(Entries from a pointing dataset)
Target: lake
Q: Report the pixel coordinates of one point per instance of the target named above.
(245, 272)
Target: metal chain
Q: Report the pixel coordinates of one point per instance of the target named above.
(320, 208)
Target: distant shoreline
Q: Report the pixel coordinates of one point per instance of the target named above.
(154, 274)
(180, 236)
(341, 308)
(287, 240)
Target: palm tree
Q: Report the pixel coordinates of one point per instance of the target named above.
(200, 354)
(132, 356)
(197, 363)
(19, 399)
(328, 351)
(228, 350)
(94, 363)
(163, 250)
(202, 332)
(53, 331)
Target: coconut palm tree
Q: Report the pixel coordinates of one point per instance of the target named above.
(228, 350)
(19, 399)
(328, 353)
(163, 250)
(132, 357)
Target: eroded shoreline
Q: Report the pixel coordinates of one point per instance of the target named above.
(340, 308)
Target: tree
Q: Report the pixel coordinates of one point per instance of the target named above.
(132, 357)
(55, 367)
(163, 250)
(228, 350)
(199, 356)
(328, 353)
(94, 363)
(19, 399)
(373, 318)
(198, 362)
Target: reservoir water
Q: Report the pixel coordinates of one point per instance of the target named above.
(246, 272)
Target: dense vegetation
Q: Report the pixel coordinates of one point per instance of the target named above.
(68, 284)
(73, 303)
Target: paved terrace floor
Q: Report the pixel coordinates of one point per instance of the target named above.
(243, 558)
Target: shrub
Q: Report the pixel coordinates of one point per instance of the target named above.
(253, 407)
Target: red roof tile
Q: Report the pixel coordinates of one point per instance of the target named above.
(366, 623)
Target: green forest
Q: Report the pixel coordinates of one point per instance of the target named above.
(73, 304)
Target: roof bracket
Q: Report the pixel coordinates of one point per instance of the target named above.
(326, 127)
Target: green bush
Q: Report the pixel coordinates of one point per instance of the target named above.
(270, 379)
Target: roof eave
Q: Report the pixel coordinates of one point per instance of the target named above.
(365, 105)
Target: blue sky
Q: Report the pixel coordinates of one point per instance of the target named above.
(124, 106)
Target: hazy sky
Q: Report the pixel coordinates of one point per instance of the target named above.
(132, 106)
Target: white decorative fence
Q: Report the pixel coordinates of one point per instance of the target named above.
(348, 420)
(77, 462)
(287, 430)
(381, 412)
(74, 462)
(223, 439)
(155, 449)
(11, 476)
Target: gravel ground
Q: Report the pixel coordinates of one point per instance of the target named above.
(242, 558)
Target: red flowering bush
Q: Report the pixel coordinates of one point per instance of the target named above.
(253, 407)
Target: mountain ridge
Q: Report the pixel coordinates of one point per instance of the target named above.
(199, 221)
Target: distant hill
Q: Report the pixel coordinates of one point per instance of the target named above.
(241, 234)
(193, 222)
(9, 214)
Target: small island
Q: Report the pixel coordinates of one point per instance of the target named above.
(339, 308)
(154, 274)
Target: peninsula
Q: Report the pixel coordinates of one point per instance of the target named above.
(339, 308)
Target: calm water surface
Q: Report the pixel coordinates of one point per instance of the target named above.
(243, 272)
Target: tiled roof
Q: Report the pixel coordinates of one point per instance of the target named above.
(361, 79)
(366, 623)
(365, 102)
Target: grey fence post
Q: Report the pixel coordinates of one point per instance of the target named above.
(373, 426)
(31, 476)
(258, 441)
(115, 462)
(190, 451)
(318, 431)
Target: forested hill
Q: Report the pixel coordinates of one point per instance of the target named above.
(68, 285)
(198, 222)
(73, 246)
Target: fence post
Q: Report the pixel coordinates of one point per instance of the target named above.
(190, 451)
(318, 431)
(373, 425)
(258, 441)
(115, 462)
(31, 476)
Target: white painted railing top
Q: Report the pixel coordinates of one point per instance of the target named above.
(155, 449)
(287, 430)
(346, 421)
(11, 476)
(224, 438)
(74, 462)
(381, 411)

> **Do this**:
Extract the full listing above without altering anything.

> **Exercise output**:
Target: lake
Q: Report the pixel coordinates of one point per instance of the target named above.
(245, 272)
Target: metal chain
Q: Report the pixel coordinates of one point per instance of the target named above.
(320, 208)
Target: distant shoreline
Q: Report the pixel coordinates of one point per instance of the target named above.
(154, 274)
(180, 236)
(341, 308)
(287, 240)
Target: palm tree
Q: Report the pixel coordinates of one point per instance of the target named above.
(200, 354)
(132, 356)
(197, 363)
(19, 399)
(328, 351)
(228, 350)
(94, 363)
(163, 250)
(202, 332)
(53, 331)
Target: coconut palm tree
Q: Report the pixel coordinates of one point per instance of the target named above.
(228, 350)
(19, 399)
(328, 353)
(163, 250)
(132, 357)
Target: eroded shoreline
Q: Report the pixel coordinates of one point per instance of the target named above.
(340, 308)
Target: tree
Q: Report the pixel coordinates of one point per instance of the target named above.
(132, 357)
(55, 367)
(163, 250)
(228, 350)
(199, 356)
(328, 353)
(94, 363)
(19, 399)
(373, 318)
(198, 362)
Target: reservoir water
Q: Report the pixel coordinates of one point per instance of the target named above.
(246, 272)
Target: dense vegetation
Q: Report the pixel coordinates of one point per instance of the target named above.
(68, 284)
(73, 303)
Target: paved terrace floor
Q: Report the pixel coordinates of one point per instance of the target named above.
(243, 558)
Target: shrub
Q: Report the pixel coordinates of one point per instance of the target named above.
(253, 407)
Target: red roof tile
Q: Report the pixel coordinates of one point per instance of the target named above.
(366, 623)
Target: green forest
Q: Report the pixel coordinates of one point per instance of the target named above.
(73, 304)
Target: roof bracket
Q: Report the pixel coordinates of one point per instance of the target named above.
(326, 127)
Target: green bush
Q: Report the pixel coordinates of one point per instance of the target named above.
(270, 379)
Target: roof eave
Q: Report the pixel coordinates of one point per instance of the target named above.
(365, 105)
Target: blue sky
Q: Report the pixel coordinates of one point per instance of the target named above.
(124, 106)
Target: hazy sky
Q: Report the pixel coordinates of one point per instance of the target named above.
(132, 106)
Target: white decorative fence
Q: Report the pixel coordinates of one point per instance of the target named above.
(348, 420)
(77, 462)
(287, 430)
(381, 412)
(74, 462)
(223, 439)
(155, 449)
(11, 476)
Target: gravel ground
Q: Report the pixel coordinates of one point per instance of the target named above.
(242, 558)
Target: red flowering bush
Q: Report the pixel coordinates of one point per instance of the target named above.
(253, 407)
Target: mountain ridge
Q: Report the pixel coordinates of one point per instance of the target named above.
(199, 221)
Target: distant hill
Q: Report the pixel coordinates of one point per instance of the target named above.
(241, 234)
(193, 222)
(9, 214)
Target: small island
Q: Report the pixel coordinates of one point per instance of the target named above.
(339, 308)
(154, 274)
Target: peninsula
Q: Report the pixel coordinates of one point per instance of the target named above.
(339, 308)
Target: calm water surface
Q: Report the pixel coordinates of one point per instance of the target named above.
(243, 272)
Target: tiled roof
Q: Report the pixel coordinates of one point per instance of the target named above.
(361, 79)
(366, 623)
(365, 102)
Target: grey fence post
Q: Report the pixel coordinates of one point per instance of the target named above.
(373, 426)
(31, 476)
(258, 441)
(115, 462)
(190, 451)
(318, 431)
Target: forested hill
Q: Report the pixel coordinates of one point per instance of the target named above.
(68, 285)
(198, 222)
(73, 246)
Target: fence post
Q: Report the pixel coordinates of one point per instance of the target named above.
(190, 451)
(318, 431)
(373, 425)
(258, 441)
(115, 462)
(31, 476)
Target: white painted railing top
Q: Report the pixel coordinates of one point per instance of the target named above.
(155, 449)
(287, 430)
(346, 421)
(11, 476)
(224, 438)
(74, 462)
(381, 411)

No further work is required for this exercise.